Challenge
Copy every line of the listing below, requests included, and shift each bounding box coordinate in the answers by -127. Leave the numbers in the requests and their format samples unchanged.
□ □ □ □
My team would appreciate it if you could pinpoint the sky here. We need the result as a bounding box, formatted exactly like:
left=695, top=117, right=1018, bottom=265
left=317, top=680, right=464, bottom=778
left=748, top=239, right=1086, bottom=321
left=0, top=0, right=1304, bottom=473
□ □ □ □
Response to the task
My team would appreciate it if you could pinpoint the sky here. We need the result as a bounding box, formatted exactly like:
left=695, top=117, right=1018, bottom=265
left=317, top=680, right=464, bottom=778
left=748, top=239, right=1086, bottom=321
left=-127, top=-127, right=1177, bottom=346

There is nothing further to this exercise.